Exercise requirements — Filter the entries for the word "striped". Copy each line that has it.

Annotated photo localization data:

⟨

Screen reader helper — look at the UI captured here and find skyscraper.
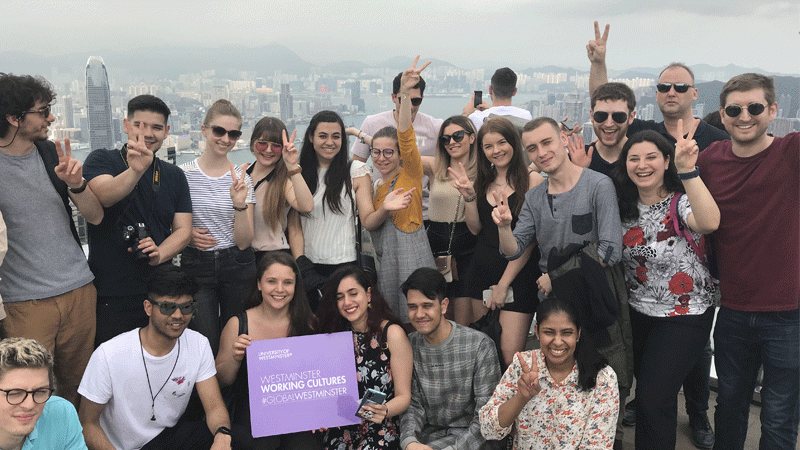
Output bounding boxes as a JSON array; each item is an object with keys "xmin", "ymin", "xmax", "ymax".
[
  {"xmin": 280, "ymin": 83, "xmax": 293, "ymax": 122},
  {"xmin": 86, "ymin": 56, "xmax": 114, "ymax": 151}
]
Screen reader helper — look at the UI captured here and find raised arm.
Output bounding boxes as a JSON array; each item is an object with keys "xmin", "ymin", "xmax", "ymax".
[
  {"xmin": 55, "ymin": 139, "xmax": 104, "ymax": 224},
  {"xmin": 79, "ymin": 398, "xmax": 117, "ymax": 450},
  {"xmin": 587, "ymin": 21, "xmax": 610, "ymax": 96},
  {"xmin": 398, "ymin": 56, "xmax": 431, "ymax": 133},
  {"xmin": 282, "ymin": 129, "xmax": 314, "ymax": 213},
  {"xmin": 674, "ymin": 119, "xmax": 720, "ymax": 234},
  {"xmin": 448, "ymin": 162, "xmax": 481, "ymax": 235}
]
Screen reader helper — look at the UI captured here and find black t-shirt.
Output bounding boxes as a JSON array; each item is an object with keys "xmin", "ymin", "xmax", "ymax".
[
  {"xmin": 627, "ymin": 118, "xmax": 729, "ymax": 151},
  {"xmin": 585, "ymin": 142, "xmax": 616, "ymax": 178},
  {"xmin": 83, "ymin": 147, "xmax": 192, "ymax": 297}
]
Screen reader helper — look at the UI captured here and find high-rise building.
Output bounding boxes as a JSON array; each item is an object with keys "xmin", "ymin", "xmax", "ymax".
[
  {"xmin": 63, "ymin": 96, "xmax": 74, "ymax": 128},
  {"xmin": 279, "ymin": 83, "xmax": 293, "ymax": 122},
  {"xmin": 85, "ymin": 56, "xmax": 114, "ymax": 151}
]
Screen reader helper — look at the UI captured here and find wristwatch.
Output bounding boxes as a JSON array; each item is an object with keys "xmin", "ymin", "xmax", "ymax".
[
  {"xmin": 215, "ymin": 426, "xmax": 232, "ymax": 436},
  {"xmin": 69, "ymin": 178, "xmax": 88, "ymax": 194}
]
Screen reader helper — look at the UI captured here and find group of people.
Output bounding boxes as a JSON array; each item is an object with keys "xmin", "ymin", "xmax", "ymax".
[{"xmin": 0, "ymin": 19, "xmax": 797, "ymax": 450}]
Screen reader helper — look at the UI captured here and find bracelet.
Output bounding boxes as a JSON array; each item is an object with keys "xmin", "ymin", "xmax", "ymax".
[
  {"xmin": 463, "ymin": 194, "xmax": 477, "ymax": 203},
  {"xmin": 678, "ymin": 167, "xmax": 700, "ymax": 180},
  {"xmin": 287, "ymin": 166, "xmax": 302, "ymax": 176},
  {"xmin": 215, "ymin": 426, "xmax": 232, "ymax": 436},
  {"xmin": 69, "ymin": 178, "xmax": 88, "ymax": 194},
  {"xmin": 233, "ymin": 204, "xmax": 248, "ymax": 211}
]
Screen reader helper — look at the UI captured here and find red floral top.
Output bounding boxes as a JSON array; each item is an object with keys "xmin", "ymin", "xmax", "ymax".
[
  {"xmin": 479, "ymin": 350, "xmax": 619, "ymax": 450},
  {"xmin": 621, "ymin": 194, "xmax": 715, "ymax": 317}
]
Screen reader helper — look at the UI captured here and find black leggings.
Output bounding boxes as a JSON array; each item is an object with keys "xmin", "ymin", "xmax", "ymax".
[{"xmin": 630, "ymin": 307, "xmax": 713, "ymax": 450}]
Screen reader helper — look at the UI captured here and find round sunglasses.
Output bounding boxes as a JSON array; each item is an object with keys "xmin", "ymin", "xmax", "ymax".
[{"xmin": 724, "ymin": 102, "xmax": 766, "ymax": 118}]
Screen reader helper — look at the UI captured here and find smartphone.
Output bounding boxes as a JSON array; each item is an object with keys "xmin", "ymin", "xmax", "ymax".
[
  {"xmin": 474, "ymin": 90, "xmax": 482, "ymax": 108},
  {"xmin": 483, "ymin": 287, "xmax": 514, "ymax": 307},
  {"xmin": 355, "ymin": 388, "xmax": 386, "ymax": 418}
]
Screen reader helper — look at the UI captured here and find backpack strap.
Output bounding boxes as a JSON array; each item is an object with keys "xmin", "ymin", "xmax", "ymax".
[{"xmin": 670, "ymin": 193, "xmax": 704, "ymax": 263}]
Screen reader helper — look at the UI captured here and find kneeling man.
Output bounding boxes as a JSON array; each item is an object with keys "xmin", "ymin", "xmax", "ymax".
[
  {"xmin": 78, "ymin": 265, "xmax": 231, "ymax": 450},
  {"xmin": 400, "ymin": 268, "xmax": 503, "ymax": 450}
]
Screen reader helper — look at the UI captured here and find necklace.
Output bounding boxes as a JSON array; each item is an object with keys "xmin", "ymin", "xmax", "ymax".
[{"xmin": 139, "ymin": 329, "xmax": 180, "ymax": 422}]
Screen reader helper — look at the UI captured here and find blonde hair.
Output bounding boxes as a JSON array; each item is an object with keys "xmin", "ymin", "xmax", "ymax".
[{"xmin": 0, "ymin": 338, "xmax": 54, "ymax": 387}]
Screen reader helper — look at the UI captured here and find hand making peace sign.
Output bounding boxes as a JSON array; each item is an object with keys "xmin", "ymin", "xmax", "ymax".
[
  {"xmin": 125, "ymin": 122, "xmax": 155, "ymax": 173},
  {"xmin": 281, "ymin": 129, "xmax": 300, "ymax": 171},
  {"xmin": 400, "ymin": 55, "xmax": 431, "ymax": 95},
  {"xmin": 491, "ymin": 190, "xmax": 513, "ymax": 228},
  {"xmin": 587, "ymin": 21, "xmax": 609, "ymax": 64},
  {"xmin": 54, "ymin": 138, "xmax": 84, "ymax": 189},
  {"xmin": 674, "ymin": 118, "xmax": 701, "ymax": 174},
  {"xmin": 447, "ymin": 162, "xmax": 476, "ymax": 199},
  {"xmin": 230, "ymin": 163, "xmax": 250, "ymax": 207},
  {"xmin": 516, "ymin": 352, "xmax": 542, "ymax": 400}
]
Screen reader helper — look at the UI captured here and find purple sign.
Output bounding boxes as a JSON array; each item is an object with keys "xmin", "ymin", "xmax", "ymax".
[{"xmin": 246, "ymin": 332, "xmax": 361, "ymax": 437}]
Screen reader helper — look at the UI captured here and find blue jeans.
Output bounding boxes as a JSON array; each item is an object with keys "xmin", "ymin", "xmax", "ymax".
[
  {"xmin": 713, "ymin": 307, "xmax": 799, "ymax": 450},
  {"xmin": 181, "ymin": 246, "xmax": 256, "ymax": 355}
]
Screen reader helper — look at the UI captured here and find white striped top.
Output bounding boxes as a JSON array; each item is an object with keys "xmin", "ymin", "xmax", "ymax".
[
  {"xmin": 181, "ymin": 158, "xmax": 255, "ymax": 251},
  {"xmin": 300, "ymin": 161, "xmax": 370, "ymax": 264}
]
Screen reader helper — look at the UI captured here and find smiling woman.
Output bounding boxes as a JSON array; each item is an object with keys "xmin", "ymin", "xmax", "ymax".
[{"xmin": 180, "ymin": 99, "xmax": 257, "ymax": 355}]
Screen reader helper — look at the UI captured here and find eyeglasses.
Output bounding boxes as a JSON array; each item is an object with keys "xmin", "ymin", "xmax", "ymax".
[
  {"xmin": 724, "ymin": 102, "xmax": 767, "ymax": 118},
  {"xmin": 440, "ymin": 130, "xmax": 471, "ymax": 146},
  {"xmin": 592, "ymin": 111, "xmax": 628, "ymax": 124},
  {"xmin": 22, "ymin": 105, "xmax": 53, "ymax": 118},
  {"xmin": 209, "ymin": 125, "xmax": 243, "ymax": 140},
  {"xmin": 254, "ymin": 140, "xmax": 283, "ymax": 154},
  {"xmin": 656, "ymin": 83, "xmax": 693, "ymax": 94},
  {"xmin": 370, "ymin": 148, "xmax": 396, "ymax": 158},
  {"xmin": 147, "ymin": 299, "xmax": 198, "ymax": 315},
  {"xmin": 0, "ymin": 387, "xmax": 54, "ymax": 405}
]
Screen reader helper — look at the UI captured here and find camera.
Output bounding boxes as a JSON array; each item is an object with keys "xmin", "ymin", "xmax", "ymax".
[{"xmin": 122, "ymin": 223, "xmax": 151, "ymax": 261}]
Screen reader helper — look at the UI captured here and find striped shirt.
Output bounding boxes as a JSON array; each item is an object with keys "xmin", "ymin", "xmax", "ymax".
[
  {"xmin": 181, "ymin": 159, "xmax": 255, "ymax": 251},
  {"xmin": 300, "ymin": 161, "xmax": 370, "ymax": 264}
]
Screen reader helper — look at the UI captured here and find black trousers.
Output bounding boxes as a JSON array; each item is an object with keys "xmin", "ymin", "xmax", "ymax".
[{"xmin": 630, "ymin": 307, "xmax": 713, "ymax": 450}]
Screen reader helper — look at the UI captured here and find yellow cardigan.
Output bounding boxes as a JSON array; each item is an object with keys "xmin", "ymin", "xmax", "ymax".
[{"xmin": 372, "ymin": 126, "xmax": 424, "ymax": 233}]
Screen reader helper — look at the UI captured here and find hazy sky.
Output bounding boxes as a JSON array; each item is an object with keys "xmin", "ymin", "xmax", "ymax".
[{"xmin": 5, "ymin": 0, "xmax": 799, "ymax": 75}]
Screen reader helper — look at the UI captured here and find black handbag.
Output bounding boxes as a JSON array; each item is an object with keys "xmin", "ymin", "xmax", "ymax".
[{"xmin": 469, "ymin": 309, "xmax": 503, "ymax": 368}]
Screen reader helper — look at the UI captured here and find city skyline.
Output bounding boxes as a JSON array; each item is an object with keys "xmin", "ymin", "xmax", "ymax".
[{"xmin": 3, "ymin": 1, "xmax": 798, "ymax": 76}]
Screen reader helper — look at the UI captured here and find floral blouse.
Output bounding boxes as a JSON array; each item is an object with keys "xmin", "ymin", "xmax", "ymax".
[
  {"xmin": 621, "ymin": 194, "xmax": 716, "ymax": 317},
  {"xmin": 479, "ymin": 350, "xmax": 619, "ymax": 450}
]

⟩

Answer for this exercise —
Screen reader helper — look at the UI captured here and find white striped top.
Screen reader helper — look at the UI captured here and find striped shirt.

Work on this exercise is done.